## Trecho do texto
Uma atitude que se reencontra, mais tarde, na gestão do Caso Chileno onde “em vez de expulsar Karadima da instituição católica e enviá-lo aos tribunais, lhe foi pedido para se retirar para um convento, com algumas freiras para cuidar dele”. (6)

Sem mencionar a obstinada recusa do cardeal Ratzinger depois tornado papa, de nunca se encontrar com as vítimas do padre Maciel, inclusive durante a sua viagem ao México.

 

Quando Francisco cria a confusão

Olhar para um passado mais recente

  • é ficar atônito com a benevolência do Papa Francisco em relação a certos prelados envolvidos em vários casos, entre os quais o Cardeal Pell, um assessor próximo, membro do C9, acusado pela justiça australiana.
  • É interrogar-se sobre a sua decisão de reintegrar ao clero católico Don Mauro Inzoli, figura histórica do poderoso movimento Comunhão e Libertação, mesmo tendo ele sido reconhecido culpado de abusos sexuais contra menores de idade… antes de reduzi-lo ao estado laical dois anos depois.
  • É tomar nota do fato de que, segundo seus colaboradores próximos, ele se encontra regularmente com vítimas de abusos sexuais… exceto com as do padre Preynat, agrupadas na associação La Parole Libérée [A Palavra Liberada], ou as do padre Maciel e do padre Karadima quando das suas viagens ao México e ao Chile.

Como se fosse preciso diferenciar as “boas” vítimas – discretas – que têm o direito à compaixão da Igreja, das “más” – que optaram por falar – e portanto aquelas, “por quem vem o escândalo” *.

  • É, por fim, tentar entender por que o Papa Francisco, que criou em 2014 a Comissão Pontifícia para a Proteção dos Menores, não julgou útil encontrar-se com os membros desta comissão uma única vez durante três anos... ao passo que eles tinham, sem qualquer dúvida, coisas para lhe dizer pessoalmente.

Isto tem servido para alimentar a suspeita de que defende a “tolerância zero” mas continuando a proteger os pedófilos e os seus cúmplices.

Com esta última pergunta: por quê?

  • Será preciso incriminar como causa a recusa de colaboração de uma parte da Cúria e de alguns episcopados, notadamente o italiano?

## Conteúdo dos dados
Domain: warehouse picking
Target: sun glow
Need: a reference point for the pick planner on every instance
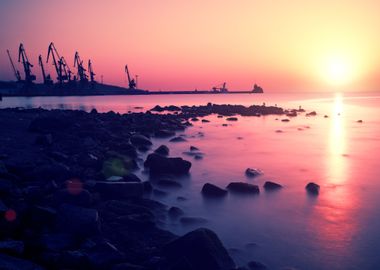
(338, 71)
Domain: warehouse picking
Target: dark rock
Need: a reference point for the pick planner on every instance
(119, 189)
(313, 113)
(12, 263)
(162, 150)
(244, 188)
(175, 212)
(312, 188)
(56, 241)
(75, 196)
(199, 249)
(210, 190)
(178, 139)
(140, 140)
(254, 265)
(162, 165)
(78, 220)
(168, 183)
(252, 172)
(12, 247)
(231, 119)
(163, 133)
(193, 148)
(192, 220)
(268, 185)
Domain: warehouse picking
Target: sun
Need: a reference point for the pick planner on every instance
(338, 70)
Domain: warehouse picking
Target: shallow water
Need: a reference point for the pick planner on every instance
(339, 229)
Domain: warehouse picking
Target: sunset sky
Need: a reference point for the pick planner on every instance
(283, 45)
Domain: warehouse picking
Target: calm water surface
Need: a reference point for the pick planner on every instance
(339, 229)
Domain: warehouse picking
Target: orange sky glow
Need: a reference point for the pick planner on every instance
(283, 45)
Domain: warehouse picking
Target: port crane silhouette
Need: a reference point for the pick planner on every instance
(22, 57)
(15, 71)
(47, 78)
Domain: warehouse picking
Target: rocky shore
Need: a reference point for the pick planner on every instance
(69, 198)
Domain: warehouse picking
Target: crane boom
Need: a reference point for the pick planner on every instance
(29, 77)
(131, 82)
(15, 71)
(91, 71)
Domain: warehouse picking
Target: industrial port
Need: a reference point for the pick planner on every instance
(81, 80)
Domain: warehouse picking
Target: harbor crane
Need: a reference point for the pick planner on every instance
(15, 71)
(29, 77)
(47, 78)
(81, 70)
(131, 82)
(91, 71)
(62, 69)
(220, 88)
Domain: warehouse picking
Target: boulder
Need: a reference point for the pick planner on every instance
(312, 188)
(268, 185)
(243, 188)
(252, 172)
(78, 220)
(140, 140)
(175, 212)
(162, 165)
(12, 247)
(164, 133)
(231, 119)
(119, 189)
(199, 249)
(162, 150)
(12, 263)
(210, 190)
(254, 265)
(178, 139)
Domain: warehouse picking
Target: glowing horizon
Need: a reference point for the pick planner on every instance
(176, 45)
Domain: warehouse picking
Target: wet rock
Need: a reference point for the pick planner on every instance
(12, 247)
(162, 150)
(167, 183)
(252, 172)
(231, 118)
(56, 241)
(178, 139)
(119, 189)
(312, 188)
(162, 165)
(140, 140)
(243, 188)
(210, 190)
(254, 265)
(199, 249)
(313, 113)
(175, 212)
(78, 220)
(12, 263)
(192, 220)
(163, 133)
(75, 196)
(193, 148)
(268, 185)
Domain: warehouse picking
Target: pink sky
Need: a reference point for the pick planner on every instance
(292, 45)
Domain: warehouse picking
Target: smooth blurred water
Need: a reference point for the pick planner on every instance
(339, 229)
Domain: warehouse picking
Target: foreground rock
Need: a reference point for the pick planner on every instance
(243, 188)
(198, 250)
(162, 165)
(210, 190)
(270, 186)
(312, 188)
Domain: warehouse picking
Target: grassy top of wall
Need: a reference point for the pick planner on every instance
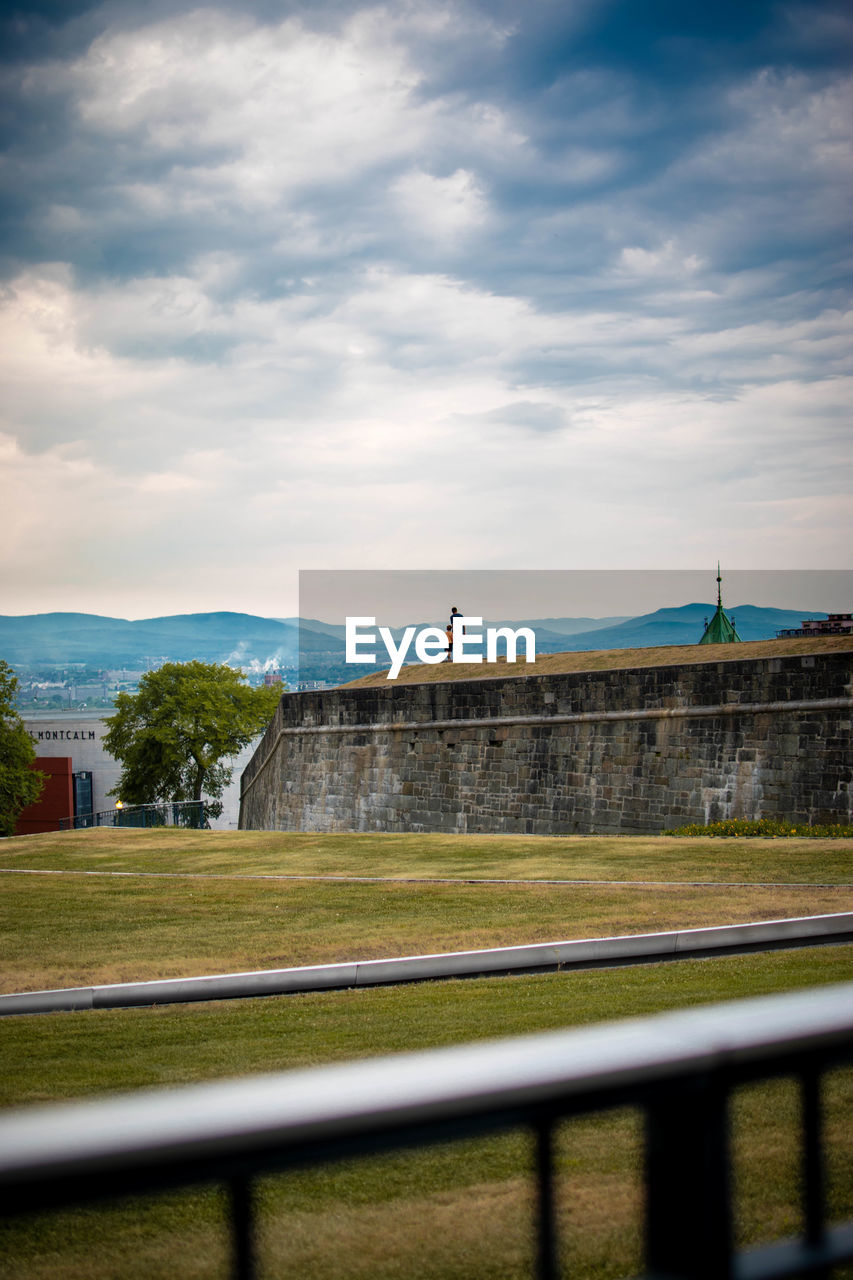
(611, 659)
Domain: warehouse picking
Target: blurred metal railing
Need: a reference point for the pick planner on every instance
(679, 1069)
(169, 813)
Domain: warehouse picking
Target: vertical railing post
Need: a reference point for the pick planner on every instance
(813, 1173)
(242, 1229)
(547, 1260)
(688, 1208)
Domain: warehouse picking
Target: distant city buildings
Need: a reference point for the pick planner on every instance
(81, 772)
(833, 625)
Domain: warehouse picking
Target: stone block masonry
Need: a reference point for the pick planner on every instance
(606, 752)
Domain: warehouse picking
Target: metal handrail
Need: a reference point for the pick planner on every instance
(679, 1068)
(164, 813)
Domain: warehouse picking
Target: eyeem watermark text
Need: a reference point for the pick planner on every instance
(432, 643)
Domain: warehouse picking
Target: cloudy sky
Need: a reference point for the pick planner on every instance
(479, 284)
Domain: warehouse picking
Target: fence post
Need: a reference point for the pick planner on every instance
(688, 1210)
(547, 1257)
(241, 1223)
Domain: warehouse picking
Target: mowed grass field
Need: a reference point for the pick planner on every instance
(214, 901)
(182, 903)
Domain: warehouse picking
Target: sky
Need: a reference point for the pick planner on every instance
(419, 286)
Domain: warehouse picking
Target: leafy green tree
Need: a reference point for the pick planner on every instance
(19, 785)
(174, 734)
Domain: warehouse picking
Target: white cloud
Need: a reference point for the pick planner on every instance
(441, 208)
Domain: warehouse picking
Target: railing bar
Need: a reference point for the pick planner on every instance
(547, 1255)
(242, 1229)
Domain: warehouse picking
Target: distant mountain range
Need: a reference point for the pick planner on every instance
(256, 644)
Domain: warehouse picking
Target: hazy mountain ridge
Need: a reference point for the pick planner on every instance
(243, 639)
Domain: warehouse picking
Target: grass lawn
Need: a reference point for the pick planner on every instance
(204, 905)
(609, 659)
(450, 1211)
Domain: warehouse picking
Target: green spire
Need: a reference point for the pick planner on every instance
(720, 629)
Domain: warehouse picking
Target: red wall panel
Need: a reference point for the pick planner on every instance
(55, 801)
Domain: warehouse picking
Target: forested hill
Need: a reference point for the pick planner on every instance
(243, 639)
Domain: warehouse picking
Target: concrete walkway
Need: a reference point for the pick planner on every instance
(539, 958)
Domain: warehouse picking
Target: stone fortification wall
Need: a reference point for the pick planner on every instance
(603, 752)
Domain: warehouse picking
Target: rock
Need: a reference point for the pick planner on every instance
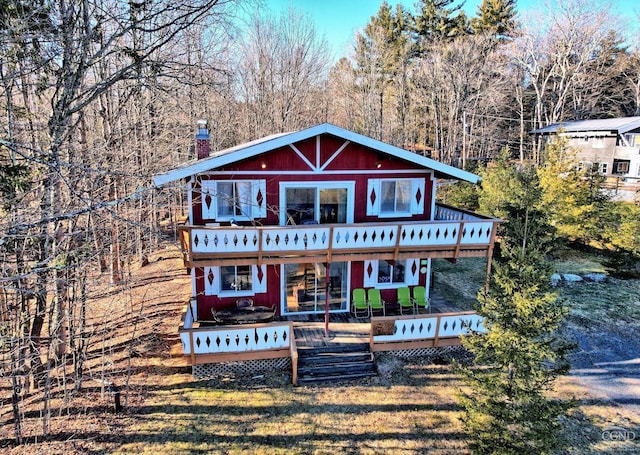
(596, 277)
(571, 277)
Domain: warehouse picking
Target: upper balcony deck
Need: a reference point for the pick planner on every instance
(453, 234)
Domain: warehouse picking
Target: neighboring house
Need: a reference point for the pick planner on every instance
(296, 221)
(613, 145)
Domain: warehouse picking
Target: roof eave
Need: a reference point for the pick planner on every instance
(214, 162)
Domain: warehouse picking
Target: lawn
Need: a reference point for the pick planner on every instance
(409, 408)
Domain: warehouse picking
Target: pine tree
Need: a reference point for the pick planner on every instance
(496, 17)
(506, 404)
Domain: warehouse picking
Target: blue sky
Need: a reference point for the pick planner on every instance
(339, 20)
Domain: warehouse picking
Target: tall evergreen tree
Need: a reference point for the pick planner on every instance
(495, 17)
(439, 20)
(506, 404)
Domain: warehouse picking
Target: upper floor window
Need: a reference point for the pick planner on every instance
(395, 197)
(391, 273)
(236, 278)
(223, 200)
(234, 198)
(598, 142)
(621, 166)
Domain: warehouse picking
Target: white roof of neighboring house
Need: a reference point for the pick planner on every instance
(617, 125)
(250, 149)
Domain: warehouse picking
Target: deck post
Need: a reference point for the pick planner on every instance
(326, 299)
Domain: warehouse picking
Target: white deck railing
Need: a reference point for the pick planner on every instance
(393, 333)
(228, 340)
(453, 229)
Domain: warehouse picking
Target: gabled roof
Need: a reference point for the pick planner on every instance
(250, 149)
(619, 125)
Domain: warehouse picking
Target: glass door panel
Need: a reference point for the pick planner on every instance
(305, 287)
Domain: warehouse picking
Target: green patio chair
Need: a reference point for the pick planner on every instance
(420, 298)
(376, 304)
(359, 303)
(404, 301)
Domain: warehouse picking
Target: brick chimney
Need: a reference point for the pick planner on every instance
(202, 140)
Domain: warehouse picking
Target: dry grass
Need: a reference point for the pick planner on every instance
(409, 408)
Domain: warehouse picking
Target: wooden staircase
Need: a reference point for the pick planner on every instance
(340, 362)
(345, 356)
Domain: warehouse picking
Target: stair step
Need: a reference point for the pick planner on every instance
(330, 358)
(345, 347)
(334, 378)
(337, 368)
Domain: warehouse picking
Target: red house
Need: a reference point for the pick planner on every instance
(297, 221)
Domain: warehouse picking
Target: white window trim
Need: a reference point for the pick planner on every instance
(416, 207)
(258, 187)
(349, 185)
(214, 288)
(410, 278)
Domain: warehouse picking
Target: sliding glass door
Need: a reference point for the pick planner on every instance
(307, 286)
(307, 291)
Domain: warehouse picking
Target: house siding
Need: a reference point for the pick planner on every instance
(310, 160)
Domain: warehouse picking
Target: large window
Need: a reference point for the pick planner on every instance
(384, 274)
(234, 199)
(621, 167)
(236, 279)
(388, 198)
(391, 273)
(396, 197)
(224, 200)
(317, 203)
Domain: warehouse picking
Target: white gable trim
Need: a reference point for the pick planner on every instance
(337, 152)
(241, 152)
(302, 157)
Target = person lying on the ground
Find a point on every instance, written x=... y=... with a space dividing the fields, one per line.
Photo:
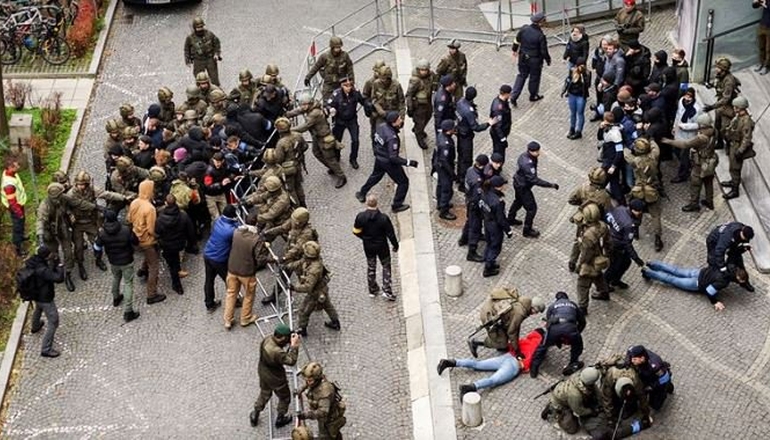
x=506 y=367
x=708 y=279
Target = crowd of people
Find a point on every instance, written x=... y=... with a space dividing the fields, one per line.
x=228 y=168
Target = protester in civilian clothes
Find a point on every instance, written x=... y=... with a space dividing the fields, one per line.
x=246 y=256
x=118 y=242
x=216 y=253
x=375 y=230
x=142 y=216
x=577 y=86
x=175 y=233
x=47 y=273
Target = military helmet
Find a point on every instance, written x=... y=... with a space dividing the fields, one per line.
x=741 y=102
x=165 y=94
x=597 y=175
x=589 y=376
x=642 y=146
x=83 y=178
x=538 y=304
x=723 y=63
x=301 y=433
x=311 y=249
x=123 y=163
x=272 y=184
x=202 y=77
x=55 y=190
x=422 y=63
x=268 y=156
x=190 y=115
x=61 y=177
x=126 y=110
x=130 y=132
x=157 y=174
x=217 y=95
x=112 y=126
x=703 y=120
x=591 y=213
x=622 y=383
x=312 y=370
x=192 y=92
x=305 y=98
x=272 y=70
x=282 y=124
x=245 y=75
x=301 y=215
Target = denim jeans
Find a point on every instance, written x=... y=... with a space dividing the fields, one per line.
x=679 y=277
x=577 y=109
x=506 y=368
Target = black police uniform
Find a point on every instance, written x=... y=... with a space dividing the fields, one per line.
x=492 y=207
x=443 y=163
x=387 y=161
x=346 y=105
x=565 y=321
x=466 y=128
x=622 y=226
x=532 y=48
x=523 y=181
x=443 y=107
x=500 y=110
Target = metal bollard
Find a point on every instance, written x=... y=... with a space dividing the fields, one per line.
x=472 y=416
x=453 y=281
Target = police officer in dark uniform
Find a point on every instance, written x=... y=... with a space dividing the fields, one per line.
x=564 y=323
x=443 y=164
x=473 y=216
x=492 y=207
x=531 y=49
x=523 y=181
x=500 y=110
x=444 y=101
x=387 y=161
x=623 y=221
x=725 y=246
x=343 y=107
x=467 y=126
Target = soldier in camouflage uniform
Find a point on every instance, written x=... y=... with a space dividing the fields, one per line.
x=593 y=191
x=53 y=228
x=387 y=95
x=325 y=146
x=85 y=216
x=454 y=64
x=333 y=65
x=273 y=359
x=593 y=249
x=419 y=107
x=314 y=283
x=644 y=161
x=202 y=50
x=726 y=90
x=325 y=403
x=704 y=162
x=739 y=133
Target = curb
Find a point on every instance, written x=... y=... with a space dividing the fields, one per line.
x=95 y=60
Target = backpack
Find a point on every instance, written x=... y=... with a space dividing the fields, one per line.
x=26 y=284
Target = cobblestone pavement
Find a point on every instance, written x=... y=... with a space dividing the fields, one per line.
x=175 y=372
x=719 y=359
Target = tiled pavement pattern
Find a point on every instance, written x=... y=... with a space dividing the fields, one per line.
x=719 y=359
x=175 y=372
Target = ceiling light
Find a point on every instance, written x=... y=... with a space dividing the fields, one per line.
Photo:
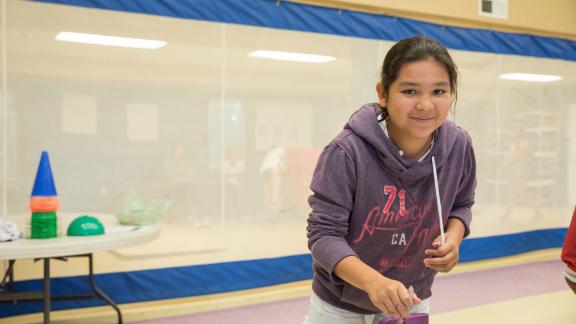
x=291 y=56
x=109 y=40
x=530 y=77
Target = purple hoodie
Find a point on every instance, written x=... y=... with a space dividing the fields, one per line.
x=370 y=202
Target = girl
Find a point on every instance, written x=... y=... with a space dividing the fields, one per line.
x=374 y=229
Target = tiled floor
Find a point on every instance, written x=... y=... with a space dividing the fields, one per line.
x=529 y=293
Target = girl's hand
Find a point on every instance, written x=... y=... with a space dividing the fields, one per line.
x=445 y=257
x=391 y=297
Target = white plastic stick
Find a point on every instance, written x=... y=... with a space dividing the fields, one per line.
x=438 y=199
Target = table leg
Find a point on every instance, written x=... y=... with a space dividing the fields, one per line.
x=99 y=292
x=47 y=296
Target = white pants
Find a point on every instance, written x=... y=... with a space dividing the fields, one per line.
x=321 y=312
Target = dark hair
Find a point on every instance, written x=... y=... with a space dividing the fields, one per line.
x=415 y=49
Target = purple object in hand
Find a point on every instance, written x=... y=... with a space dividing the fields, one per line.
x=414 y=318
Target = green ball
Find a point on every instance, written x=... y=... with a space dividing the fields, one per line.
x=84 y=226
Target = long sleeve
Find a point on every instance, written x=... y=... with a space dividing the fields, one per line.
x=333 y=186
x=462 y=208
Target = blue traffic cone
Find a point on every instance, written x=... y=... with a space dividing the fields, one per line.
x=44 y=183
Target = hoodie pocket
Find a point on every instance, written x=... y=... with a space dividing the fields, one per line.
x=358 y=298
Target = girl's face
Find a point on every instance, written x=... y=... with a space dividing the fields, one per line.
x=418 y=101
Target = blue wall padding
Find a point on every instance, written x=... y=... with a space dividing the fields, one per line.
x=148 y=285
x=309 y=18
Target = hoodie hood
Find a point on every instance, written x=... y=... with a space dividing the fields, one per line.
x=364 y=124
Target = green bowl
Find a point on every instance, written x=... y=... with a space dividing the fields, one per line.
x=84 y=226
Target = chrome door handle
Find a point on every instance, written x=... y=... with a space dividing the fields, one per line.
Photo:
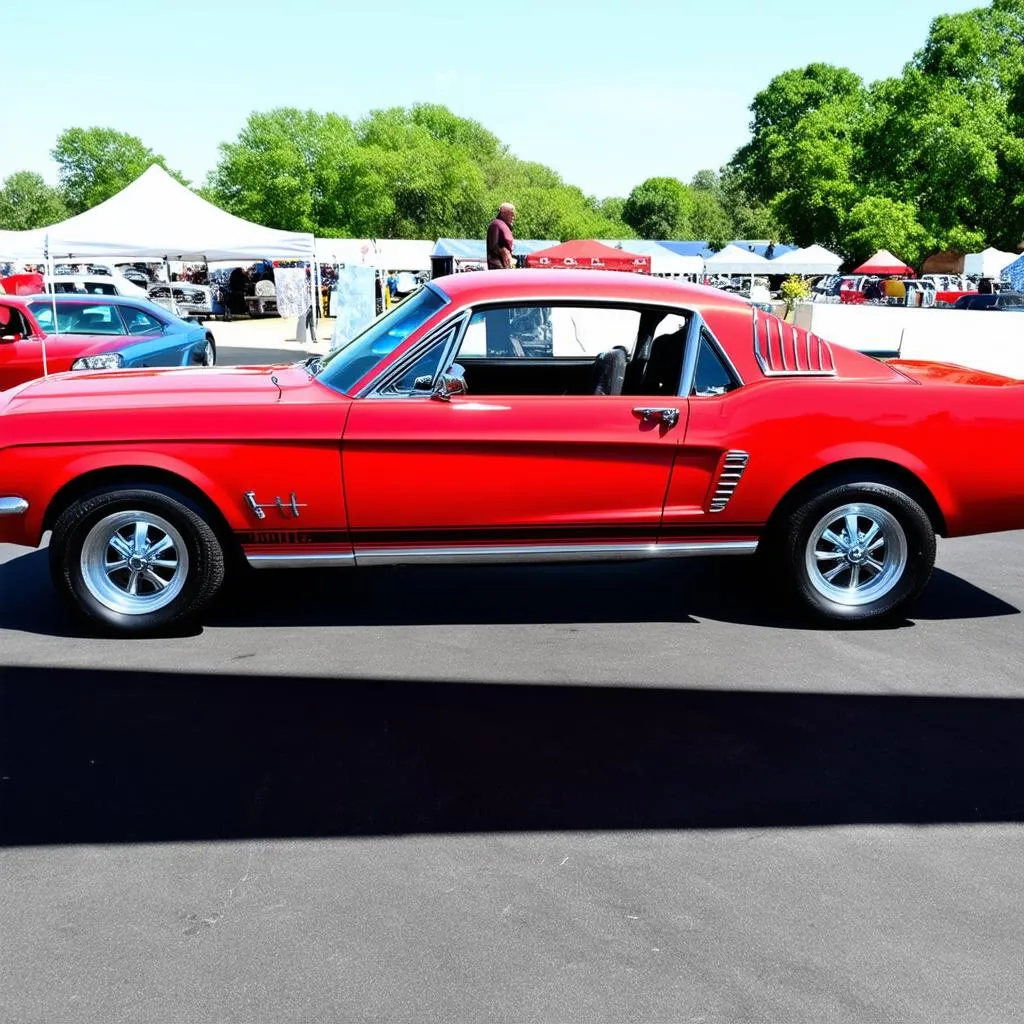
x=669 y=417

## Tarefa
Reproduza o trecho do texto sobre os abusos na Igreja que começa com "Sem mencionar a" e termina com "dois anos depois.", trocando "atônito" por "perplexo".

## Resposta
Sem mencionar a obstinada recusa do cardeal Ratzinger depois tornado papa, de nunca se encontrar com as vítimas do padre Maciel, inclusive durante a sua viagem ao México.

 

Quando Francisco cria a confusão

Olhar para um passado mais recente

  • é ficar perplexo com a benevolência do Papa Francisco em relação a certos prelados envolvidos em vários casos, entre os quais o Cardeal Pell, um assessor próximo, membro do C9, acusado pela justiça australiana.
  • É interrogar-se sobre a sua decisão de reintegrar ao clero católico Don Mauro Inzoli, figura histórica do poderoso movimento Comunhão e Libertação, mesmo tendo ele sido reconhecido culpado de abusos sexuais contra menores de idade… antes de reduzi-lo ao estado laical dois anos depois.